> Görevin kapsamı
Aşağıdaki kayıtlarda "the window frame" ifadesini içeren satırdan kayıtların sonuna kadar uzanan satırları, iki uç da dahil olmak üzere, hiç değiştirmeden yazın.

> Verilen kayıtlar
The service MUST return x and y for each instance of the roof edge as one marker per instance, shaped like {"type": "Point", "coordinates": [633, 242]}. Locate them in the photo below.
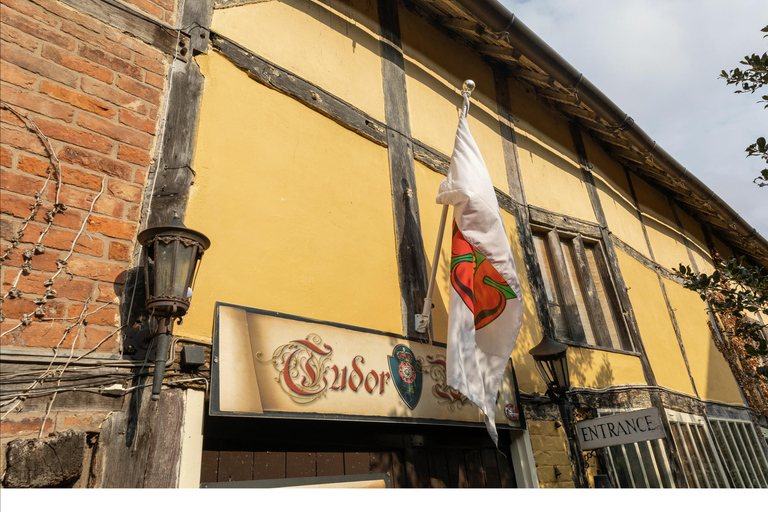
{"type": "Point", "coordinates": [499, 20]}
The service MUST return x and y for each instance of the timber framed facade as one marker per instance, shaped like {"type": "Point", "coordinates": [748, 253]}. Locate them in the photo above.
{"type": "Point", "coordinates": [307, 139]}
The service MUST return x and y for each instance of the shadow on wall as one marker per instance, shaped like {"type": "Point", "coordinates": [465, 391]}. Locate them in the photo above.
{"type": "Point", "coordinates": [353, 31]}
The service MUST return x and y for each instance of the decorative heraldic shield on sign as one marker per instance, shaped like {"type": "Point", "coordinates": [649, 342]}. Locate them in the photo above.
{"type": "Point", "coordinates": [275, 365]}
{"type": "Point", "coordinates": [406, 374]}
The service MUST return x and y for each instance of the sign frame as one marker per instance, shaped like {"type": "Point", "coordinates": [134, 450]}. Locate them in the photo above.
{"type": "Point", "coordinates": [215, 409]}
{"type": "Point", "coordinates": [615, 429]}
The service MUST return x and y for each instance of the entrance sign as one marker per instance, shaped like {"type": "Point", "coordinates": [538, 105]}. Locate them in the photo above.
{"type": "Point", "coordinates": [628, 427]}
{"type": "Point", "coordinates": [274, 365]}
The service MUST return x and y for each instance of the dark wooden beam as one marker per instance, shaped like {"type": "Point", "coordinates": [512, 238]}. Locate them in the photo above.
{"type": "Point", "coordinates": [566, 291]}
{"type": "Point", "coordinates": [600, 326]}
{"type": "Point", "coordinates": [172, 174]}
{"type": "Point", "coordinates": [431, 157]}
{"type": "Point", "coordinates": [563, 222]}
{"type": "Point", "coordinates": [118, 15]}
{"type": "Point", "coordinates": [687, 242]}
{"type": "Point", "coordinates": [626, 305]}
{"type": "Point", "coordinates": [312, 96]}
{"type": "Point", "coordinates": [670, 310]}
{"type": "Point", "coordinates": [165, 442]}
{"type": "Point", "coordinates": [610, 252]}
{"type": "Point", "coordinates": [411, 258]}
{"type": "Point", "coordinates": [517, 195]}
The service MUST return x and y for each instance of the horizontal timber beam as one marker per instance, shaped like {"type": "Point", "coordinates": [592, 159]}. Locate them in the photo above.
{"type": "Point", "coordinates": [314, 97]}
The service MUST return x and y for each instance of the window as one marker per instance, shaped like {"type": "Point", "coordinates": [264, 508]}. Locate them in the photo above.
{"type": "Point", "coordinates": [639, 465]}
{"type": "Point", "coordinates": [701, 465]}
{"type": "Point", "coordinates": [742, 452]}
{"type": "Point", "coordinates": [580, 293]}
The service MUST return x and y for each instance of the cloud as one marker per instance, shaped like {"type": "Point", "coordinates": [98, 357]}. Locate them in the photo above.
{"type": "Point", "coordinates": [659, 62]}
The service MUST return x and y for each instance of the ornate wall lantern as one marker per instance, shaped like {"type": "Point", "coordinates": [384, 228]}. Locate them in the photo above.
{"type": "Point", "coordinates": [552, 364]}
{"type": "Point", "coordinates": [171, 260]}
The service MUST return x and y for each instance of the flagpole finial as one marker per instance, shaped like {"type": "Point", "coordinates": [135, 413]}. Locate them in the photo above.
{"type": "Point", "coordinates": [468, 87]}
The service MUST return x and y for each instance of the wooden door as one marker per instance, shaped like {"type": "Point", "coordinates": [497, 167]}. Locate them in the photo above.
{"type": "Point", "coordinates": [240, 450]}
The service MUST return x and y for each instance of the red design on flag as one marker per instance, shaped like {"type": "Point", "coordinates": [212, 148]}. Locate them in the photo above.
{"type": "Point", "coordinates": [478, 283]}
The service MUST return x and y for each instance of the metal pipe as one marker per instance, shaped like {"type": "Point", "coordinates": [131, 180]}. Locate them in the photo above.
{"type": "Point", "coordinates": [163, 341]}
{"type": "Point", "coordinates": [499, 20]}
{"type": "Point", "coordinates": [422, 320]}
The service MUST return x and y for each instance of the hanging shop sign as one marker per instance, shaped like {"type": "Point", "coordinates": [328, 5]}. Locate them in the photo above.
{"type": "Point", "coordinates": [623, 428]}
{"type": "Point", "coordinates": [274, 365]}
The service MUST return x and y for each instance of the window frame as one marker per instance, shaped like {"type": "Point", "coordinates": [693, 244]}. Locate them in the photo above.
{"type": "Point", "coordinates": [554, 238]}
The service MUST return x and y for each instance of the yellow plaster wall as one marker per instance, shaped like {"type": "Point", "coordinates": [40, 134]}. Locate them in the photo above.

> Görevin çözümü
The service MUST return x and y for each instance of the window frame as one marker per instance, shaped like {"type": "Point", "coordinates": [693, 244]}. Locate them in the photo above.
{"type": "Point", "coordinates": [554, 238]}
The service MUST return x and y for each instance of the yellow plaster wall as one marker per instance, shaped like {"type": "Point", "coordinates": [40, 134]}. Locate them in the photo above.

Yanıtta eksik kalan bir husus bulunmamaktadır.